TESTO FORNITO:
La cataratta affligge decine di milioni di persone tanto che è indicata come la causa numero uno al mondo della cecità e finora l’unico modo è stato intervenire chirurgicamente. Nelle sue forme non congenite, questo disturbo è tipico dell’età avanzata e consiste nella progressiva perdita di trasparenza del cristallino, la lente naturale dell’occhio, costituito da proteine trasparenti chiamate alpha-cristalline e beta-cristalline. Con gli anni, queste proteine si ossidano, il cristallino si opacizza e la visione diviene offuscata fino a portare nei casi più gravi, alla cecità vera e propria. Dopo gli studi sull’alimentazione, in una recente ricerca pubblicata su Nature è stato presentato un innovativo trattamento che permette di ridurre in larga percentuale l’opacità della cataratta tramite l’applicazione di semplici gocce per gli occhi.

VOCI ESTRATTE:

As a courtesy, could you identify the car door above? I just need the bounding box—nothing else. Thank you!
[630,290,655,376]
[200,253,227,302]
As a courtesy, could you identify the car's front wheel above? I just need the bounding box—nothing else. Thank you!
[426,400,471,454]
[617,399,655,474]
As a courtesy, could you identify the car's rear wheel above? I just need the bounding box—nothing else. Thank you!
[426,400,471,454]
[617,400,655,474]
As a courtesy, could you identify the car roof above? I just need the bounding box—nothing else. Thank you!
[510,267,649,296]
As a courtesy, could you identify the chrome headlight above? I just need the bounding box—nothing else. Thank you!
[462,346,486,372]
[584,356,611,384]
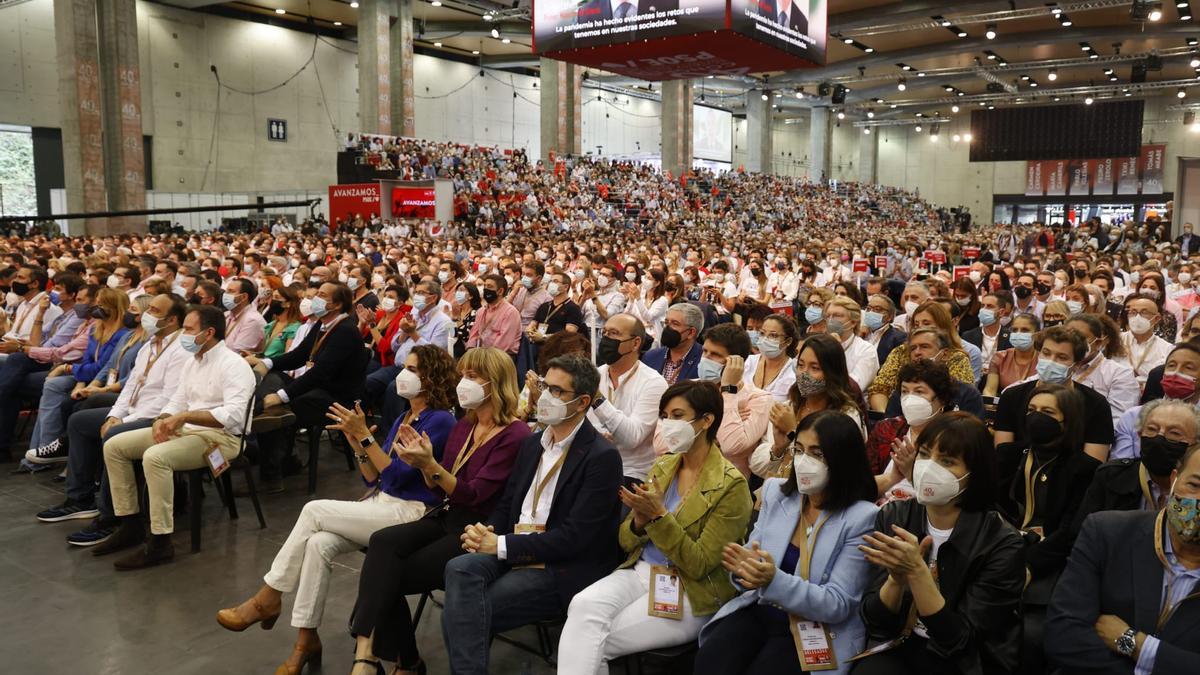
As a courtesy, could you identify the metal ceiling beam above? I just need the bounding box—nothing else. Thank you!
[773,22,1196,85]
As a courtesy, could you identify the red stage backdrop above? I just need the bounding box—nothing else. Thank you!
[329,183,379,229]
[533,0,828,80]
[391,187,437,220]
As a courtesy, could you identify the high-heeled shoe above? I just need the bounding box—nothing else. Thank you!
[275,643,322,675]
[217,598,283,633]
[350,658,385,675]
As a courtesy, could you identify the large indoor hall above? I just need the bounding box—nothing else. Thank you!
[0,0,1200,675]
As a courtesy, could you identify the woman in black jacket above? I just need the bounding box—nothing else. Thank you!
[996,384,1100,673]
[851,412,1025,675]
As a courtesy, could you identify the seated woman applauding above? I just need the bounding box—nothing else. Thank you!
[853,412,1026,675]
[558,380,751,675]
[350,347,529,675]
[696,411,876,675]
[217,345,455,675]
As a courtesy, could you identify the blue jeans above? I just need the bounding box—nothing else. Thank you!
[67,408,154,522]
[29,375,77,448]
[442,554,566,675]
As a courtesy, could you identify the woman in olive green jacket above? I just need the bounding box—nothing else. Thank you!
[558,381,752,675]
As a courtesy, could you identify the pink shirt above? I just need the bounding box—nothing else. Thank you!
[467,300,521,354]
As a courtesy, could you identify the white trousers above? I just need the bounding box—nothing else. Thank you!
[263,492,425,628]
[558,561,710,675]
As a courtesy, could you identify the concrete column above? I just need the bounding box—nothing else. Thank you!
[746,89,773,173]
[538,59,583,160]
[54,0,108,234]
[858,129,880,183]
[390,0,416,138]
[96,0,146,232]
[809,108,832,181]
[359,0,393,136]
[662,79,695,178]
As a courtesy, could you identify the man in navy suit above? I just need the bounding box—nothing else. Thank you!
[1045,446,1200,675]
[442,356,623,674]
[642,303,704,384]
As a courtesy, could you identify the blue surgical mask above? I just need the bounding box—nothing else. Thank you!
[179,333,204,354]
[1008,333,1033,352]
[1038,358,1070,384]
[310,295,329,318]
[863,311,883,330]
[696,357,725,382]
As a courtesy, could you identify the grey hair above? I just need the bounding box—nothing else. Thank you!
[904,281,934,299]
[667,303,704,336]
[546,354,600,399]
[1138,399,1200,436]
[866,293,896,318]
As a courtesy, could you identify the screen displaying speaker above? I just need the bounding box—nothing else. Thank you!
[971,101,1145,162]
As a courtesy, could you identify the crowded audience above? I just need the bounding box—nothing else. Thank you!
[0,136,1200,675]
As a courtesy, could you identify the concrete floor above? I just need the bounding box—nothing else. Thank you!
[0,439,559,675]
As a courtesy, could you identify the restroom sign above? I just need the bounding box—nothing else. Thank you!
[266,119,288,142]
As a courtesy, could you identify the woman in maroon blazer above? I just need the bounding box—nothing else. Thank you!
[350,347,529,674]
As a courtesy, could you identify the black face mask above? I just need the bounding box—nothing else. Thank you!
[596,335,624,365]
[1025,412,1062,447]
[1141,436,1188,476]
[659,325,683,350]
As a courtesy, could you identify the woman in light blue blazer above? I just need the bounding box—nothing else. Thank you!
[696,411,877,675]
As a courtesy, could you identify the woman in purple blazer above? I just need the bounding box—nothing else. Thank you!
[350,347,530,674]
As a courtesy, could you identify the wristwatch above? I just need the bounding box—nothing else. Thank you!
[1114,628,1138,658]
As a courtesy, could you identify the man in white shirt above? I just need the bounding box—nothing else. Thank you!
[588,313,667,486]
[104,306,254,571]
[824,295,880,392]
[442,353,632,673]
[1115,293,1172,388]
[37,295,191,538]
[0,267,62,343]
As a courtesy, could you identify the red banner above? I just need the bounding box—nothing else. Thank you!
[391,187,437,219]
[329,183,380,229]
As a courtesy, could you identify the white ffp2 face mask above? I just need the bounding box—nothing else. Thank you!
[792,453,829,495]
[912,459,971,506]
[662,416,697,453]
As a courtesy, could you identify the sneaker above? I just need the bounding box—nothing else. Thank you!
[25,440,67,464]
[67,520,116,546]
[37,500,100,522]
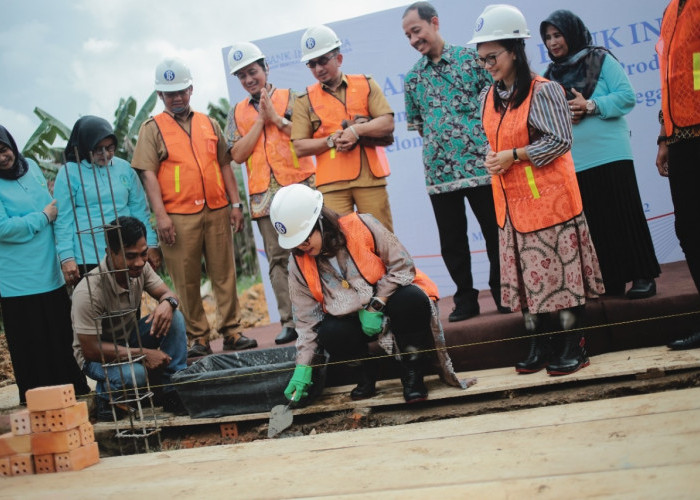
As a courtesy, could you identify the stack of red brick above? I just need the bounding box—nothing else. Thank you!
[0,384,100,476]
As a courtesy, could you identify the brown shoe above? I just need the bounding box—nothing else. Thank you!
[224,333,258,351]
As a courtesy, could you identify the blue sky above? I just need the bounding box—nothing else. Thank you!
[0,0,404,148]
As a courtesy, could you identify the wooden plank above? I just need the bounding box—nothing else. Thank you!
[95,346,700,432]
[0,389,700,498]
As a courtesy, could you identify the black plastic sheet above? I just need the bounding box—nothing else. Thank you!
[172,346,328,418]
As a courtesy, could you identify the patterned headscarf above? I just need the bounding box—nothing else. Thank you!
[0,125,29,181]
[540,10,615,99]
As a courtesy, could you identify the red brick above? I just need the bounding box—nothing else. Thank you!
[31,429,80,455]
[10,453,34,476]
[10,410,32,436]
[46,401,88,432]
[29,411,49,432]
[34,453,56,474]
[0,432,32,457]
[0,457,12,477]
[54,443,100,472]
[26,384,75,411]
[78,422,95,446]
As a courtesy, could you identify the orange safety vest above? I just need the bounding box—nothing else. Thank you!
[306,75,390,186]
[234,89,316,194]
[656,0,700,135]
[294,212,440,310]
[483,76,583,233]
[153,112,229,214]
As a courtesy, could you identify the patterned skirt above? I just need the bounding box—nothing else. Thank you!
[498,214,605,314]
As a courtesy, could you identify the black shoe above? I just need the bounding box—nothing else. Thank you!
[447,301,480,323]
[187,340,211,358]
[401,358,428,403]
[163,391,188,416]
[626,278,656,299]
[515,336,552,373]
[224,333,258,351]
[547,333,591,375]
[668,332,700,351]
[350,361,377,401]
[275,326,299,344]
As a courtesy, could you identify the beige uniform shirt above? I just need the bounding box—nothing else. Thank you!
[291,74,394,193]
[131,109,231,173]
[71,258,163,368]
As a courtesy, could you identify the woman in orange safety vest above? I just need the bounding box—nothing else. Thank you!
[470,5,604,375]
[270,185,468,403]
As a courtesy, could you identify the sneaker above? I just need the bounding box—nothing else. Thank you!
[224,333,258,351]
[187,341,211,358]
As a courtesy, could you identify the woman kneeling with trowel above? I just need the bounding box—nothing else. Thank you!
[270,184,473,403]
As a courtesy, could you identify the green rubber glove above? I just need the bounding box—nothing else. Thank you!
[357,309,384,337]
[284,365,312,401]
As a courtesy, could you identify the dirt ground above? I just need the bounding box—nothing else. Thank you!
[0,283,270,387]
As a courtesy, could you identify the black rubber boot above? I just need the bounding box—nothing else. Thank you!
[547,308,591,375]
[515,336,552,373]
[401,349,428,403]
[515,312,552,373]
[350,360,377,401]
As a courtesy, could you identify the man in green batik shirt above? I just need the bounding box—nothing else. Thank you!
[403,2,509,321]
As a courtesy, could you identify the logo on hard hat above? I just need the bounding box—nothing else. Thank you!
[275,222,287,234]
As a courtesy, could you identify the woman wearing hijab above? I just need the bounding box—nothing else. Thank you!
[470,5,604,375]
[540,10,661,299]
[54,115,161,285]
[0,125,90,404]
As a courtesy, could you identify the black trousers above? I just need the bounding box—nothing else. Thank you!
[317,285,432,361]
[0,287,90,403]
[668,137,700,292]
[430,186,501,306]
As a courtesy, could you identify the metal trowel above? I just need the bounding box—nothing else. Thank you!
[267,401,294,438]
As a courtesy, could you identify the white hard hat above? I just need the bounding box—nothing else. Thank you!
[270,184,323,249]
[468,4,530,43]
[156,59,192,92]
[301,25,342,62]
[228,42,265,75]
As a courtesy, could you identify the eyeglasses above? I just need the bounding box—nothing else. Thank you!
[306,53,338,69]
[476,49,507,68]
[92,144,117,155]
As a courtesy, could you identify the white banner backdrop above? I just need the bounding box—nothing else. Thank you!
[222,0,684,322]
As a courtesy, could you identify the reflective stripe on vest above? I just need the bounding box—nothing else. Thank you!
[234,89,316,194]
[154,112,229,214]
[306,75,390,186]
[294,212,440,311]
[656,0,700,135]
[483,77,583,233]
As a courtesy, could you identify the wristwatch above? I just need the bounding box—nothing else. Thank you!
[586,99,597,115]
[161,297,180,311]
[367,297,386,312]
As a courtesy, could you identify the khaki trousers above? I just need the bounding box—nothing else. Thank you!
[323,186,394,233]
[255,217,294,328]
[161,205,241,343]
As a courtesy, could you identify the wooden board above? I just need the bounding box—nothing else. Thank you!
[0,388,700,499]
[95,346,700,431]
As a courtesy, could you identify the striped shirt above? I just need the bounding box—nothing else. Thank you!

ISTRUZIONI:
Ricopia tutto il testo sulla cataratta, parola per parola e senza cambiare nulla. Le voci qui non servono a niente.

RISPOSTA:
La cataratta affligge decine di milioni di persone tanto che è indicata come la causa numero uno al mondo della cecità e finora l’unico modo è stato intervenire chirurgicamente. Nelle sue forme non congenite, questo disturbo è tipico dell’età avanzata e consiste nella progressiva perdita di trasparenza del cristallino, la lente naturale dell’occhio, costituito da proteine trasparenti chiamate alpha-cristalline e beta-cristalline. Con gli anni, queste proteine si ossidano, il cristallino si opacizza e la visione diviene offuscata fino a portare nei casi più gravi, alla cecità vera e propria. Dopo gli studi sull’alimentazione, in una recente ricerca pubblicata su Nature è stato presentato un innovativo trattamento che permette di ridurre in larga percentuale l’opacità della cataratta tramite l’applicazione di semplici gocce per gli occhi.